[EXERCISE] Without omitting anything, return the records precisely as given.

══ DATA FOR THE TASK ══

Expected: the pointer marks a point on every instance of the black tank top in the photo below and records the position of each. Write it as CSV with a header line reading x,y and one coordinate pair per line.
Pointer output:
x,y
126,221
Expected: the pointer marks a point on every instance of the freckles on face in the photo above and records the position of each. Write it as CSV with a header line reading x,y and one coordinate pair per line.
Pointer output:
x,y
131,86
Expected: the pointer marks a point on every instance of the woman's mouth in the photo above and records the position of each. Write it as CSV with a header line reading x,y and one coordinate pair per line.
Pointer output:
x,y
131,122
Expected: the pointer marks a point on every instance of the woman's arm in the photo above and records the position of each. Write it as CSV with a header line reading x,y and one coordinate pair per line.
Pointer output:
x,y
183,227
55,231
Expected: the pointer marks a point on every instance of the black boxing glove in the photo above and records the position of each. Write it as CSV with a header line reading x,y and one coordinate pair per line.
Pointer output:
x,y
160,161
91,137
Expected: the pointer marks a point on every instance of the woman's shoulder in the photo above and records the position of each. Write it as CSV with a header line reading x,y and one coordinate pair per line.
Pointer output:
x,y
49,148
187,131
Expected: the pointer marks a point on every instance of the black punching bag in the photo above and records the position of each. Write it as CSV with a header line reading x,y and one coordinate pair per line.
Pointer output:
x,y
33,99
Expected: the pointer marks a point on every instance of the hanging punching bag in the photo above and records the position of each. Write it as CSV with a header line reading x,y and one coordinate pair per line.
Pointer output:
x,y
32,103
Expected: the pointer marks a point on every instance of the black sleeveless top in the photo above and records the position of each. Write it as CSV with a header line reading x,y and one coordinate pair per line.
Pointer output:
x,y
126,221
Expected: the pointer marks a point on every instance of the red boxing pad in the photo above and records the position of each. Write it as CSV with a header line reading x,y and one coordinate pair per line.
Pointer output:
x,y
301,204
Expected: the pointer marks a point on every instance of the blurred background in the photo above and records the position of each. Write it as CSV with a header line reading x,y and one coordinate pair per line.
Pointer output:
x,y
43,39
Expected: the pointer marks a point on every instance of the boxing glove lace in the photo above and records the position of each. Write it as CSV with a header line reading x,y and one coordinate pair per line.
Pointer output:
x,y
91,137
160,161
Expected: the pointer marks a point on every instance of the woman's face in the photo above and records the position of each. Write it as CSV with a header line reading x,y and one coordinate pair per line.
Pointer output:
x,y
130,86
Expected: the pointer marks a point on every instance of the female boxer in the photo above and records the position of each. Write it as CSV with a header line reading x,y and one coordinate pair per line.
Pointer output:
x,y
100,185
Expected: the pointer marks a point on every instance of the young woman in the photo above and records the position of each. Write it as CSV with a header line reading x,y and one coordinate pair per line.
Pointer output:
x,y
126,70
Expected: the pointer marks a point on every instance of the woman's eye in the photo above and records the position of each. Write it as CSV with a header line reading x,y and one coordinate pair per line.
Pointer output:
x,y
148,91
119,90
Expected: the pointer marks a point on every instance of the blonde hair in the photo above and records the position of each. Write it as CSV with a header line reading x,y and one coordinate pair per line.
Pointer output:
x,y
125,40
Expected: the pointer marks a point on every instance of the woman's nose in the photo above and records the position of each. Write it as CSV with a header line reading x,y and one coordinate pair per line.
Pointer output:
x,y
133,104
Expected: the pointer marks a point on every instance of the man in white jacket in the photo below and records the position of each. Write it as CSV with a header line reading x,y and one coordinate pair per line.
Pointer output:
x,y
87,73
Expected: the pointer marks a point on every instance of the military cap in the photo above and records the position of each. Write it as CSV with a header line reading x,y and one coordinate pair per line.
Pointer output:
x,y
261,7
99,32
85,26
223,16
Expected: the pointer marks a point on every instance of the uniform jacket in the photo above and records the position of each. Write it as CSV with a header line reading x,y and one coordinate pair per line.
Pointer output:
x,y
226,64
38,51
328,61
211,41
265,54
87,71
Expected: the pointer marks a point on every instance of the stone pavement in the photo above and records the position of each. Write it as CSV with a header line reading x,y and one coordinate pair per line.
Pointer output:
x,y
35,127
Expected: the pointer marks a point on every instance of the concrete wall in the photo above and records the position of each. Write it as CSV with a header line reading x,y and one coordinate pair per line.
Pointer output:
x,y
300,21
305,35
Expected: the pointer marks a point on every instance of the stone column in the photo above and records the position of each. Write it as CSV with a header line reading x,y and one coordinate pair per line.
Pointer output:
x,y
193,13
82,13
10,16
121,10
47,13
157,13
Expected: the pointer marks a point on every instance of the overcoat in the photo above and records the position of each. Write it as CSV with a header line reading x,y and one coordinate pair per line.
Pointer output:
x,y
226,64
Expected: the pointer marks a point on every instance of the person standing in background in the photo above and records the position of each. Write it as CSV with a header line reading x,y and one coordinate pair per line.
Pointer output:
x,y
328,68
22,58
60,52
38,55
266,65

═══

[RESULT OF THE EXERCISE]
Expected: the pointer marks a point on every instance of the black tank top in the photo below and records the position of each. Write it as CSV with a header line reading x,y and one coordinate pair per line.
Pointer output:
x,y
126,221
Expected: the pointer marks a point on every instance of the freckles on face in the photo above and records the position of each. Write it as CSV with a header line reading x,y and one coordinate pair per line.
Pointer output:
x,y
131,86
Expected: the pointer marks a point on every instance of the woman's mouth in the photo above and records the position of each. Write it as CSV with a header line reading x,y and one coordinate pair per line.
Pointer output:
x,y
131,122
Expected: the pointer marks a point on every instance of the woman's arm in the photo above and records the position of each. Write it as CSV with a header line reading x,y and one coordinate pair per line.
Pointer output:
x,y
183,227
55,231
Expected: the pointer marks a point on every instance of the black boxing glove in the photo above and records the position of each. Write it as CSV with a header line reading x,y and one coordinate pair per line.
Pointer output:
x,y
160,161
91,137
Expected: the pointer marks a point on every instance of the woman's shoulder in the photo above and records the position of each. Write it as CSV with a header line reading x,y and one coordinate pair per line.
Pointer output:
x,y
49,148
187,131
Expected: the pointer marks a point on every instance of the black punching bag in the photo above and records the position of each. Write it as CSV with a header line reading x,y and one coordinate pair per line.
Pointer output:
x,y
33,99
Expected: the pointer marks a point on every instance of the hanging punching bag in the photo above and records the position of each. Write it as CSV with a header line reading x,y and one coordinate pair per line.
Pointer output:
x,y
32,103
Expected: the pointer marks a point on every instance of the black sleeveless top in the photo above and records the position of each. Write it as CSV with a header line reading x,y and one coordinate pair per line.
Pointer output:
x,y
126,221
Expected: the pointer marks a point on every instance of the red boxing pad in the photo above and records the position of each. Write it as CSV with a header line reading x,y and one coordinate pair per line.
Pointer output:
x,y
301,204
Expected: the pointer marks a point on every instance of the blurred background in the photo above and records the position of each. Write it as CSV with a header line reading x,y and one coordinate pair per line.
Pointer output:
x,y
43,39
Expected: the pointer marks a point on every instance of the boxing glove lace in the photo above and records the position of each. Write it as CSV with a header line reading x,y and one coordinate pair per line.
Pointer output:
x,y
91,137
160,161
Expected: the pointer marks a point on every instance of the woman's face in the photo above and records the position of each. Write it as CSV with a header line reading x,y and one coordinate pair per line.
Pointer output:
x,y
130,86
Expected: the pointer marks a point on every instance of the female boxer in the photo above and records the position of each. Write it as CSV with a header line reading x,y and one coordinate pair per line.
Pointer output:
x,y
100,185
Expected: the pointer marks a point on every instance of the young woman in the photo above and records the position of each. Write it as CSV with a header line reading x,y and one coordinate pair per line.
Pointer output:
x,y
126,70
Expected: the pointer marks a point on every instance of the woman's eye in the photo above and records the position of each. Write it as CSV with a header line reading x,y and one coordinate pair per line.
Pointer output:
x,y
148,91
119,90
Expected: the pointer marks a point on every instance of the blonde hair in the photo above and records the position of each. Write it as CSV with a header line reading x,y and one coordinate pair per line.
Pointer output:
x,y
125,40
Expected: the pointer marks a point on every instance of the woman's nose in the photo above and records the position of each. Write it as CSV with a header line reading x,y and one coordinate pair per line.
Pointer output:
x,y
133,104
Expected: the pointer marks a point on every instance of the man in white jacket in the photo below and records the position of each. Write it as CSV with a header line reading x,y and one coordinate pair per line.
Pointer output:
x,y
87,73
Expected: the pointer marks a point on every instance of the military cap in the photo above and records the position of each. Write it as CSV with a header line reading x,y and one coordinate pair per line.
Pointer output:
x,y
261,7
99,32
85,26
223,16
Expected: the pointer marks a point on every instance of the uniform jacket in the photo above and records the position of each. Write it as CSV with a header line reading x,y and one coordinate pair per line.
Pointer output:
x,y
226,64
38,51
328,61
211,41
265,54
87,71
Expected: the pointer marks a point on every instance of the stone pavement in the photo above and records the position of each. Write it as CSV with a header line reading x,y and one coordinate pair per line.
Pointer output:
x,y
35,127
Expected: the pointer marks a point on every instance of the concrete wall in the photo above and records the position of each. Write it as CSV with a header line reading x,y and one coordinate pair per line.
Pointer output:
x,y
300,21
305,35
Expected: the pointer marks a point on every instance of the stone column in the photo above and records the position of each. Write it as CSV with a header line reading x,y and one coordinate pair per line.
Pointer output:
x,y
193,13
82,13
10,16
121,10
47,13
157,13
Expected: the pointer marks a point on every instance of the overcoat in the photo above and records the position of each. Write it as CSV with a header line reading x,y and one coordinate pair per line.
Pointer output:
x,y
226,64
Expected: the pointer marks a point on every instance of the person standing in background in the photo above and records the position of each. Write it as CSV with a header line reading x,y and one coordinate pair per line.
Pointer output:
x,y
328,68
22,58
60,52
38,55
266,65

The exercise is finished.